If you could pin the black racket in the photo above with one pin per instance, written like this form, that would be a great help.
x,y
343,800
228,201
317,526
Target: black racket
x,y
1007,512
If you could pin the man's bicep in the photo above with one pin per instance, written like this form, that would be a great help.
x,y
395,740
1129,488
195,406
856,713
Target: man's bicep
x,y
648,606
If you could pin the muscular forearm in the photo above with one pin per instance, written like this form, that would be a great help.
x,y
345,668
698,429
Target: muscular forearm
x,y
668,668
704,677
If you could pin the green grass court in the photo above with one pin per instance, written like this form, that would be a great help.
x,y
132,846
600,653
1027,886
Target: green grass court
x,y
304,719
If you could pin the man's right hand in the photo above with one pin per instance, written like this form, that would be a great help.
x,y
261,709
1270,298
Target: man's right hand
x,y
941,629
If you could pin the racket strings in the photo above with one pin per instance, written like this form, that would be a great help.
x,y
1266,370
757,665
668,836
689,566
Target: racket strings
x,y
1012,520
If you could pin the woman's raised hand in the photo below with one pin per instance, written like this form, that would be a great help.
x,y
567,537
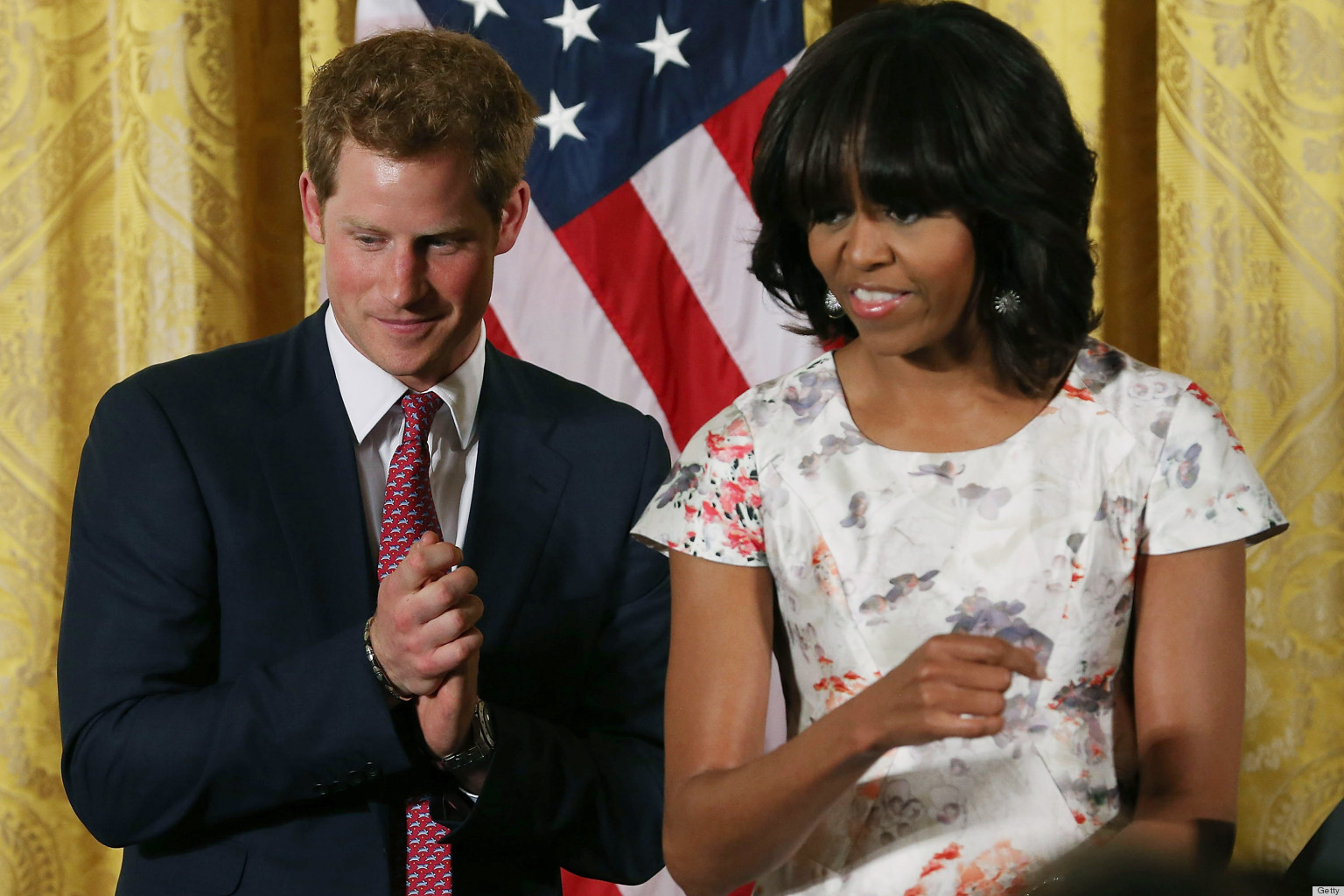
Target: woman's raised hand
x,y
952,687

————————

▶ Assignment
Once the pictures are set aside, transcribe the remaining lines above exactly.

▶ Output for this task
If you could pin the black racket in the photo above with one pin per instance, written like this form, that would be a great help.
x,y
343,800
228,201
317,526
Target: black racket
x,y
1007,512
If you could pin the man's bicep in the photo above with one pin per instance, written like this form, that would be a great help.
x,y
395,740
1129,488
195,406
856,713
Target: man's bicep
x,y
648,606
If you could pin the muscular forearm in the photo above with one pin per instance, written like this form, that would be a great help.
x,y
345,668
698,429
Target: muscular forearm
x,y
668,668
704,677
If you could pin the green grass court in the photo above with one pin per instance, written like this form, that would be a great help.
x,y
132,846
600,653
1027,886
Target: green grass court
x,y
304,719
If you could pin the man's right hand in the photo above with one pin per instance, written like this form, that would be a great help.
x,y
261,709
1270,298
Target: man's right hand
x,y
941,629
If you could pin the racket strings in the photo above with one pin per instance, written like this form, that would be a great help.
x,y
1266,370
757,665
668,836
689,566
Target: racket strings
x,y
1012,520
If you could pin the woman's raised hand in the photo below with one pin per instance, written like this form, that would be a great help.
x,y
567,537
Target: woman's raised hand
x,y
952,687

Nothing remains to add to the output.